# AIM OF THE TASK
Continue the piece on the Upper Tribunal's ruling about ten years' continuous lawful residence, picking up after its final sentence.

# EXCERPTED PASSAGE
_ _ _ _ _
Ten years’ continuous lawful residence - Upper Tribunal puts it straight
11 March 2019
It sometimes happens that a case comes before the First-Tier Immigration Tribunal but the judge decides that the Tribunal has no legal jurisdiction to hear it. So everybody gets sent home and the case does not get heard.
There could be various reasons for this, some of them quite technical. In the recent case of “OA and others” the judge at the First-Tier Tribunal thought that the crucial issue - ie whether the appellants could succeed on the basis of ten years’ continuous lawful residence - was not an issue properly before him, because the appellants had originally applied to the Home Office for leave on a different basis, and they had only acquired ten years’ residence whilst patiently waiting for the appeal to be heard.
In the more standard course of events a migrant can apply to the Home Office for indefinite leave to remain (ie settlement) on the basis of ten years’ continuous lawful residence, but in this case the facts were slightly different. However, waiting times for appeal hearings these days can be many months, and this sort of situation is thus very possible.
So what is the legal position? The judge thought that he could not deal with the ten years’ issue and he could not hear the case. This must have come as a shock to the appellants and they appealed to the Upper Tribunal.
The Upper Tribunal pointed out the unfortunate fact that the judge at the First-Tier Tribunal had been relying on legislation that had been repealed. He could have and should have considered the “new matter” of ten years’ continuous residence.
_ _ _ _ _
# INFORMATION PROVIDED
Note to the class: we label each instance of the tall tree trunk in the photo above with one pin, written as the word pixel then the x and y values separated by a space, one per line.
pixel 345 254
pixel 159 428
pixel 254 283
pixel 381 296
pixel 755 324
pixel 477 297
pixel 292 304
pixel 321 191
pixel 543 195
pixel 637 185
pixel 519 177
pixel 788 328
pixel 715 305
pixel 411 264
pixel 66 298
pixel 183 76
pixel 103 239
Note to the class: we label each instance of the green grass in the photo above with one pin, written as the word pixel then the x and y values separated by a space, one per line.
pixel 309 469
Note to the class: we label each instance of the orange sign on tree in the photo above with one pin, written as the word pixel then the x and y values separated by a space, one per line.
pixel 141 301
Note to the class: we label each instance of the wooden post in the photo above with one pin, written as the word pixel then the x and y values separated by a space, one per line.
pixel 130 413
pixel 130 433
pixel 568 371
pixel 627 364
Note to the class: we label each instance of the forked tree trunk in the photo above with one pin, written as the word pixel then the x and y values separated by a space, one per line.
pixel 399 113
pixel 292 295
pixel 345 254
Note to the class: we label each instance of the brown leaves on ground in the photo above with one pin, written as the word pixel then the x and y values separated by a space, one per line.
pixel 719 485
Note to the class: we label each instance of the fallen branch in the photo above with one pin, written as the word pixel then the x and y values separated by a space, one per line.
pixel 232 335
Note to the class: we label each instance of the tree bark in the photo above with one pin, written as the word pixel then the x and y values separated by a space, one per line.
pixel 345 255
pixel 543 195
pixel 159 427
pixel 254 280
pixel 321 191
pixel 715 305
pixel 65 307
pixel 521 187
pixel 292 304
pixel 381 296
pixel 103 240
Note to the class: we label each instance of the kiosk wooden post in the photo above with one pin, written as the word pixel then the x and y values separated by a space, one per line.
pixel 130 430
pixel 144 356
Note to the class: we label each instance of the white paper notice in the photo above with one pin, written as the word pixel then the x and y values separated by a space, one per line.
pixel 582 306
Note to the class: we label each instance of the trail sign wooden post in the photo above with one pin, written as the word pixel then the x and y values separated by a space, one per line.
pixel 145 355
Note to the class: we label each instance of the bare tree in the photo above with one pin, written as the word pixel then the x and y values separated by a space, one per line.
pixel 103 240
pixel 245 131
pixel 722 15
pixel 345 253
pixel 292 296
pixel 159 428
_ _ _ _ _
# ANSWER FOR THIS EXERCISE
One of the most striking things about UK immigration law is the speed with which it changes. Rules, laws and policies change frequently, and immigration practitioners - and this includes judges - need to be fully up-to-date.
In any event, the Upper Tribunal adopted a helpful position. They could have sent the case back to the First-Tier Tribunal for it to re-take the decision, but instead they decided to make a new decision themselves, and in the process they provided some useful legal interpretation. Upper Tribunal decisions are binding on the First-Tier Tribunal, and thus the decision is likely to have impact in future appeal cases.
As the Upper Tribunal pointed out, the appeals structure is in some aspects now rather complicated. An appeal such as that of “OA and others” is heard on the basis of whether or not the migrants’ human rights have been violated. If they have then the migrants should succeed and if they haven’t then they should not.
It sounds simple enough, but it isn’t. The new basis of the appellants’ position was that they had accrued ten years’ continuous lawful residence under the UK immigration rules. How can an immigration judge mesh this together with human rights principles?
The relevant immigration rule provides the mathematical criteria. As immigration rules go it is somewhat straightforward. But human rights principles come from one international treaty, at least one Act of Parliament, and millions upon millions of words of caselaw decisions, both from the British courts and the European Court of Human Rights. Human rights consideration involves concepts such as “proportionality”, “balance of interests” and so on and it’s all very complicated.
There is a legal paradox here but the Upper Tribunal provided some clear thinking, and their decision reflected the principles expressed in some previous Upper Tribunal decisions.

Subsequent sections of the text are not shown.